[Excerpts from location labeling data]
──────────

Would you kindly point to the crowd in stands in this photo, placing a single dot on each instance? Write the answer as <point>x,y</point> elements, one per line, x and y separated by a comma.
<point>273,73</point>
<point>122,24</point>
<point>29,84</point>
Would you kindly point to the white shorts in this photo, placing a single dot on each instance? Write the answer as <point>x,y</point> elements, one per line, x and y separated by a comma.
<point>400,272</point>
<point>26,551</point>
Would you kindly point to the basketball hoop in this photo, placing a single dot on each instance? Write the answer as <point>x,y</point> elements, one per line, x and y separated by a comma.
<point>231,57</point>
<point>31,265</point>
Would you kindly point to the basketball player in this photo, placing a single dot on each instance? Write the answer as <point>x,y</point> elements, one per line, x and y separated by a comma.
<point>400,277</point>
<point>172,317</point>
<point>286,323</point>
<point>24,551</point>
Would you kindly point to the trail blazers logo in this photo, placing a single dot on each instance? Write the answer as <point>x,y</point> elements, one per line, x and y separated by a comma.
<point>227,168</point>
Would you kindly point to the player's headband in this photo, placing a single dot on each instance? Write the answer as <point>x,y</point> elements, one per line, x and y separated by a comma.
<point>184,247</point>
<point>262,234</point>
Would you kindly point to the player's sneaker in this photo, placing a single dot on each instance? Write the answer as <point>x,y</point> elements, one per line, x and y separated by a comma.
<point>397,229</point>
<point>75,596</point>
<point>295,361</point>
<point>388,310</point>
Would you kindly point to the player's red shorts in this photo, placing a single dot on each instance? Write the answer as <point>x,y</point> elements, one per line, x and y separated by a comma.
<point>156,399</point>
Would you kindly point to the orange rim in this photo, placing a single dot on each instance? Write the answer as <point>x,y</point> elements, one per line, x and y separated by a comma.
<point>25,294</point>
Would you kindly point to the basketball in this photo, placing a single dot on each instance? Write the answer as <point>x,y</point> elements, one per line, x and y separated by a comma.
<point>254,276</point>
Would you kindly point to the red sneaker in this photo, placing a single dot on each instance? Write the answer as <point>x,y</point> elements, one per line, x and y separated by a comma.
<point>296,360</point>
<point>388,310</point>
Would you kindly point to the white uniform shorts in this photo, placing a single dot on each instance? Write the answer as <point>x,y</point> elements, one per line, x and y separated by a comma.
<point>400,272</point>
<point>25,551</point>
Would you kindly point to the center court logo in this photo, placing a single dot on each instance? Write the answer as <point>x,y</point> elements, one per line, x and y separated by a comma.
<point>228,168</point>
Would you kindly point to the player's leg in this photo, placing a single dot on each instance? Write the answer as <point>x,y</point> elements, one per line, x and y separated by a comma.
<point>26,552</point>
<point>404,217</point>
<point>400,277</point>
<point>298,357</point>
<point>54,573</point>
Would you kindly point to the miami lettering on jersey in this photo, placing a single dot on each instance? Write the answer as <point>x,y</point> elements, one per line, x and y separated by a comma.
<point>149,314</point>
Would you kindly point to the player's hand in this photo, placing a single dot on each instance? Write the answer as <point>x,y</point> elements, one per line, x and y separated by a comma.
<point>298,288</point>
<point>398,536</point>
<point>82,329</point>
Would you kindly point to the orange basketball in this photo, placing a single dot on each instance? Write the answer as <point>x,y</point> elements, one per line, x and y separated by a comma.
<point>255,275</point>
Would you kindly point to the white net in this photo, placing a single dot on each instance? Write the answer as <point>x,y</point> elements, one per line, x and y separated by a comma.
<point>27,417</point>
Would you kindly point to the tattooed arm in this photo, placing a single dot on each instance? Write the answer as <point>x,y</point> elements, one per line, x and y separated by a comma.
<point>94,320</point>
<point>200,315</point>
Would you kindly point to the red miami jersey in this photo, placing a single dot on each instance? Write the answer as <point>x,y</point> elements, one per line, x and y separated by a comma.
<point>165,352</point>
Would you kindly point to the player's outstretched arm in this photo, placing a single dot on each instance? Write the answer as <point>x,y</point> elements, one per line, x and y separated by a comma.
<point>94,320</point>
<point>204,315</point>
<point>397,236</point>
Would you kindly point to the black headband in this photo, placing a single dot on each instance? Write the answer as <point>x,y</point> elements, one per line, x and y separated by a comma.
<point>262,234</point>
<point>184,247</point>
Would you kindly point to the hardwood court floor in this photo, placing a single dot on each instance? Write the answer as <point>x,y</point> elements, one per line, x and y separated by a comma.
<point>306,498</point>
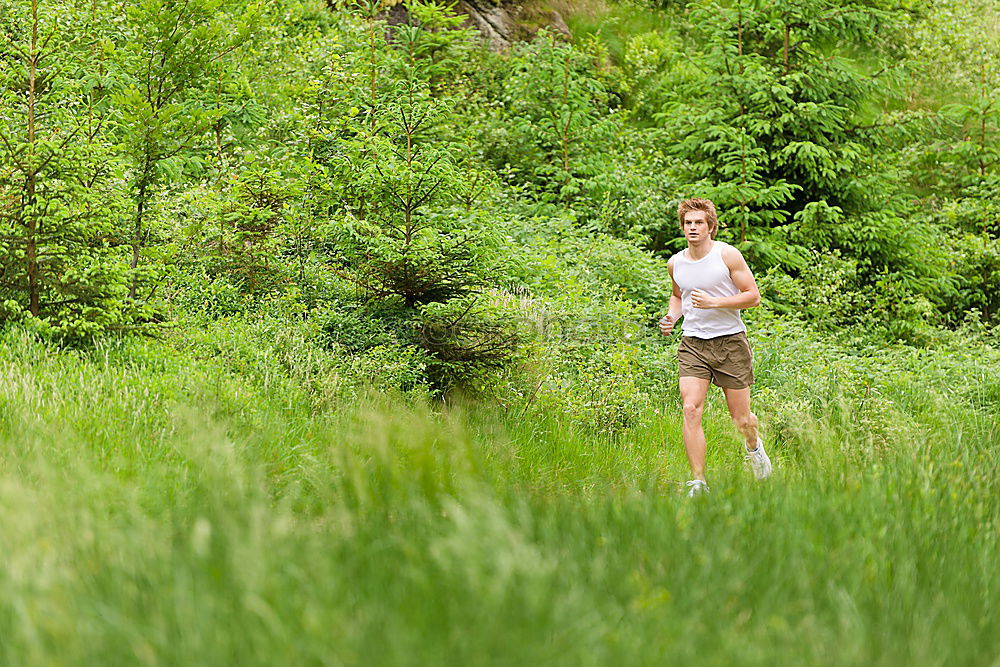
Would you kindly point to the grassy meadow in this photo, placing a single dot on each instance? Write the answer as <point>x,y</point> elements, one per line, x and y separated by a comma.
<point>216,498</point>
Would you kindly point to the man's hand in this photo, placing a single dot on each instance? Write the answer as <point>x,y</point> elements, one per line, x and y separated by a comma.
<point>701,300</point>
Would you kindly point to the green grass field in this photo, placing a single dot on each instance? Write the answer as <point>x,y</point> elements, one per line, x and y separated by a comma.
<point>172,503</point>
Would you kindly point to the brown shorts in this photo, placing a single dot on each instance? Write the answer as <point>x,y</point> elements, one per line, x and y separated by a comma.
<point>726,360</point>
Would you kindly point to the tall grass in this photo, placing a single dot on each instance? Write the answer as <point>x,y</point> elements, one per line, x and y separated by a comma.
<point>166,504</point>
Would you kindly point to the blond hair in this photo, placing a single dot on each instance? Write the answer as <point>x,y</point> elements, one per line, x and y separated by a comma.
<point>705,205</point>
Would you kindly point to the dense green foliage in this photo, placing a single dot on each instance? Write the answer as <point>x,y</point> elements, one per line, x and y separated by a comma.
<point>328,332</point>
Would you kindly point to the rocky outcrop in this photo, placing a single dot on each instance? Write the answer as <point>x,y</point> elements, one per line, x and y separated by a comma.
<point>501,23</point>
<point>504,23</point>
<point>493,20</point>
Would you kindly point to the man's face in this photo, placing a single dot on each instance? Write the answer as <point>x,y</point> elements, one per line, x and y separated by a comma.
<point>696,227</point>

──────────

• _What is required_: Convert the records above into a two-column CSV with the headers "prompt" and "points". Give one row per record, put each field in quotation marks, replace line breaks inside a field with spaces, and leave the pictures out.

• _Reply to the exercise_:
prompt,points
"Would you kindly point to the crowd in stands in this photo, placing a single dot on each instance? Write the answer as <point>x,y</point> elements, one per line, x and y separated by a comma.","<point>273,73</point> <point>122,24</point> <point>29,84</point>"
"Would you kindly point to the white shorts in this photo, placing a single dot on each instance? Write the answer as <point>x,y</point> elements, one per line, x and y separated by a comma.","<point>400,272</point> <point>26,551</point>"
"Would you kindly point to the basketball hoop in this photo, placing a single dot on each instance? Write the answer as <point>x,y</point> elements, one per line, x and y separated by a comma.","<point>231,57</point> <point>31,265</point>"
"Would you kindly point to the basketball player in this photo, placing a single dot on each instance? Write the answer as <point>x,y</point> elements, one per line, x and y separated by a comma.","<point>400,277</point> <point>172,317</point> <point>286,323</point> <point>24,551</point>"
"Would you kindly point to the trail blazers logo in this photo, placing a single dot on each instance? Write the answer as <point>x,y</point> elements, one per line, x and y separated by a comma.","<point>227,168</point>"
"Would you kindly point to the player's headband in this photo, placing a single dot on each instance? Write the answer as <point>x,y</point> elements, one per line, x and y separated by a comma.","<point>184,247</point> <point>262,234</point>"
"Would you kindly point to the player's sneaker in this photo, placing a single dot on each instance? Write the answer as <point>x,y</point> elements, one per line, x and y separated by a comma.","<point>397,229</point> <point>75,596</point> <point>295,361</point> <point>388,310</point>"
"Would you kindly point to the player's red shorts in this photo, placing a single dot on each instance? Write the answer as <point>x,y</point> elements, one per line, x and y separated by a comma.","<point>156,399</point>"
"Would you kindly point to the orange rim in this photo, placing a single dot on each instance? Write the answer as <point>x,y</point> elements, one per line, x and y separated by a comma.","<point>25,294</point>"
"Would you kindly point to the basketball in this photo, placing a single dot on each instance? Write the answer as <point>x,y</point> elements, one per line, x and y separated by a comma.","<point>254,276</point>"
"Would you kindly point to the red sneaker in this photo, placing a single dot on each instance? Write the answer as <point>x,y</point> elements, one per line, x and y separated by a comma.","<point>296,360</point> <point>388,310</point>"
"Would you kindly point to the white uniform shorts in this photo, placing a single dot on each instance? Write the answer as <point>x,y</point> elements, one per line, x and y separated by a comma.","<point>400,272</point> <point>25,551</point>"
"Would you kindly point to the center court logo in this photo, placing a single dot on each instance? Write the answer as <point>x,y</point> elements, one per line, x and y separated by a comma.","<point>228,168</point>"
"Would you kindly point to the player's leg in this photo, placing a single dot on each instance? Write the answer as <point>x,y</point> elements, one per line, x and y separated by a comma.","<point>26,552</point> <point>404,217</point> <point>400,277</point> <point>298,357</point> <point>54,573</point>"
"Would you kindly point to the miami lettering on jersey in this photo, placing a single dot on each instance? Write the answer as <point>x,y</point> elements, one per line, x and y separated by a comma.","<point>149,314</point>"
"Would you kindly point to the player's hand in this photo, placing a single dot on each instance? Write the answer as <point>x,y</point> elements, one per line, x and y separated by a comma.","<point>298,288</point> <point>398,536</point> <point>82,329</point>"
"Would you kindly point to the orange basketball in this photo, placing a single dot on each instance? Write the answer as <point>x,y</point> elements, one per line, x and y separated by a comma.","<point>255,275</point>"
"Would you kindly point to the white net in this photo, placing a single dot on each instance? Write the answer as <point>x,y</point> elements, one per line, x and y separated by a comma.","<point>27,417</point>"
"Would you kindly point to the tattooed arm in this photo, placing a single dot on each instance? Write the answer as <point>x,y</point> elements, one per line, x and y separated by a comma.","<point>94,320</point> <point>200,315</point>"
"Would you kindly point to the red miami jersey in this photo, placing a single dot on each instance? Write the answer as <point>x,y</point> elements, one per line, x and y separated by a comma.","<point>165,352</point>"
"Would you kindly point to the player's outstretched arm in this photo, placing a single dot on each instance? Write the answer as <point>x,y</point> elements, one per line, x and y separated by a comma.","<point>94,320</point> <point>204,315</point> <point>397,236</point>"
"Would you kindly point to the black headband in this photo, placing a single dot on each instance? Write the answer as <point>x,y</point> elements, one per line, x and y separated by a comma.","<point>262,234</point> <point>184,247</point>"
"Would you kindly point to the hardwood court floor in this photo, placing a single dot on each instance? Write the answer as <point>x,y</point> elements, one per line, x and y separated by a comma.","<point>306,498</point>"
"Would you kindly point to the grassy meadow in this photo, placing a single dot on each instance? Write the answer as <point>x,y</point> elements, one per line, x and y separated by a comma.","<point>216,498</point>"
"Would you kindly point to the man's hand in this photo, placing a single dot on each instance? Write the answer as <point>x,y</point> elements, one per line, x and y separated by a comma.","<point>701,300</point>"
"Would you kindly point to the green grass field in this photo, placing a single dot on each instance? Write the answer as <point>x,y</point> elements, one per line, x and y separated by a comma.","<point>172,503</point>"
"Would you kindly point to the brown shorts in this photo, placing a single dot on each instance? Write the answer as <point>x,y</point> elements, one per line, x and y separated by a comma.","<point>726,360</point>"
"Would you kindly point to the tall grass in this photo, placing a single dot on each instance? Write the answer as <point>x,y</point> elements, one per line, x and y separated by a comma.","<point>166,504</point>"
"Would you kindly point to the blond hair in this photo, placing a single dot on each instance? Write the answer as <point>x,y</point> elements, one per line, x and y separated by a comma.","<point>705,205</point>"
"Would you kindly point to the dense green foliage in this photo, placing a single dot on each instance? Write the answer as <point>x,y</point> elements, one per line, x and y separated by a comma.","<point>328,332</point>"
"Would you kindly point to the rocky outcrop in this photo, placing a single dot on each instance? Write the answer as <point>x,y</point> elements, one per line, x and y separated by a comma.","<point>501,23</point> <point>504,23</point> <point>493,20</point>"
"Would you kindly point to the man's face in this photo, placing a single dot on each instance? Write the answer as <point>x,y</point> elements, one per line, x and y separated by a comma.","<point>696,227</point>"